(Source records)

=-=-=

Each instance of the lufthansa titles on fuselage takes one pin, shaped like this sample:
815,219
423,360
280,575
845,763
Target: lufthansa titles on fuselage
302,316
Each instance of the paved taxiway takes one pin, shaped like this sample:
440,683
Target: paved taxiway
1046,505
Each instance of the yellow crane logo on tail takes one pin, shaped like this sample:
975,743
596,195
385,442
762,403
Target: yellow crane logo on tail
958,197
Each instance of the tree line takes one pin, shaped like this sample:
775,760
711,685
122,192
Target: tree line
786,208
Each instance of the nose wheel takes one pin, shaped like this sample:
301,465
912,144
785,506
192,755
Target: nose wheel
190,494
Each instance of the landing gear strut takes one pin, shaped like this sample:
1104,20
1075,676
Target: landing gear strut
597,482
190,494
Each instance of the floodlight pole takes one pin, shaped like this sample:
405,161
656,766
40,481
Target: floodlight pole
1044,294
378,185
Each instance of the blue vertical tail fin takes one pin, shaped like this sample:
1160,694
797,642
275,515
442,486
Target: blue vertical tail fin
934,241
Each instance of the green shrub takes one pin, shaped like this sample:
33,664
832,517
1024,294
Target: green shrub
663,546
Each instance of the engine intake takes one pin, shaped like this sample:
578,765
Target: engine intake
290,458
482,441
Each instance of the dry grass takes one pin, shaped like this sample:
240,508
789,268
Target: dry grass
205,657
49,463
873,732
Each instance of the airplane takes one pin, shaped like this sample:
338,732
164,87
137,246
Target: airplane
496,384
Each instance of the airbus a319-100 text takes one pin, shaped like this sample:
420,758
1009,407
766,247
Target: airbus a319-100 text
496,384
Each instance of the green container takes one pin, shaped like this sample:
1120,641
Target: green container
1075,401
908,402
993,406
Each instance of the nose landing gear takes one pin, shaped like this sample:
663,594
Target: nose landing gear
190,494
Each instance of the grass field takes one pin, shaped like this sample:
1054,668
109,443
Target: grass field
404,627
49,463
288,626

=-=-=

→ YOUR OBJECTIVE:
All of the records above are to be repeated exactly.

→ OUTPUT FOR THIS EXERCISE:
Each instance of the lufthansa titles on fuselage takes one pin, shaped like this sample:
815,219
423,360
280,575
845,763
Target: lufthansa titles on fuselage
302,316
Each instance of the paved taxiway takes one pin, shaped like this sample:
440,683
Target: paved taxiway
1046,505
Each instance of the yellow crane logo on tail takes one pin, shaped like this sample:
975,743
596,195
385,442
762,403
Target: yellow crane logo on tail
958,197
Each instance of the tree line takes one pin, shaped like this sample:
775,760
711,685
122,192
Target: tree line
786,208
Each instance of the nose wheel takes one pin, shaped like this sample:
301,465
912,144
785,506
192,755
Target: nose wheel
190,494
Each instance of the landing gear strut takes one pin, shaped like this sample:
1104,20
1075,676
Target: landing gear strut
597,482
190,494
Each instance of the floodlight pole takes one pin, shaped like this sample:
405,161
656,766
40,481
Target: floodlight pole
1044,294
378,185
Each instance of the blue vertical tail fin takes one pin, shaped like this sample:
1160,694
797,642
275,515
442,486
Target: blue vertical tail fin
934,241
Each instance of the green shrub takes one pin, shaped like this sample:
33,664
832,517
1024,294
Target: green shrub
663,546
Each instance of the engine intake takes one pin, shaped like this sample:
578,765
Target: engine intake
290,458
482,441
Each instance of the dry grass takes one pin, shaped like this sample:
240,508
789,268
Target: dry grass
205,657
49,463
873,732
Each instance of the airplane takes one pin, shaped like this sample:
338,732
164,87
137,246
Target: airplane
496,384
Each instance of the airbus a319-100 text takes one pin, shaped like this sample:
420,758
1009,407
766,247
Target: airbus a319-100 text
496,384
Each instance of the green container takes one pin, shaped like this sample:
1120,641
Target: green container
1075,401
908,402
993,406
Each instance of the nose landing gear takes one pin, shaped like this sample:
663,594
Target: nose landing gear
190,494
Each instance of the grass field takes one pin, shaped like this sample:
1054,668
109,443
Target: grass field
404,627
49,463
288,626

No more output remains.